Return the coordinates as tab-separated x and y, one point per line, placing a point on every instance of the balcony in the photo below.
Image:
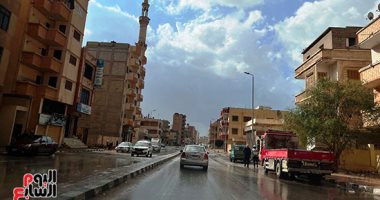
142	71
51	64
26	88
37	31
60	11
370	75
132	77
31	59
44	6
301	97
134	64
51	37
55	9
131	92
55	38
369	36
129	106
329	56
48	92
141	83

• [Assigned task]
Give the listing again exactly, excluding pictures.

• [Written reply]
Return the coordinates as tab-separated x and y, one point per line, placing a point on every instance of the balcony in the photo below.
Image:
142	71
51	64
26	88
37	31
60	11
370	75
132	77
31	59
44	6
301	97
134	64
51	37
55	9
131	92
55	38
369	36
129	106
329	56
48	92
141	83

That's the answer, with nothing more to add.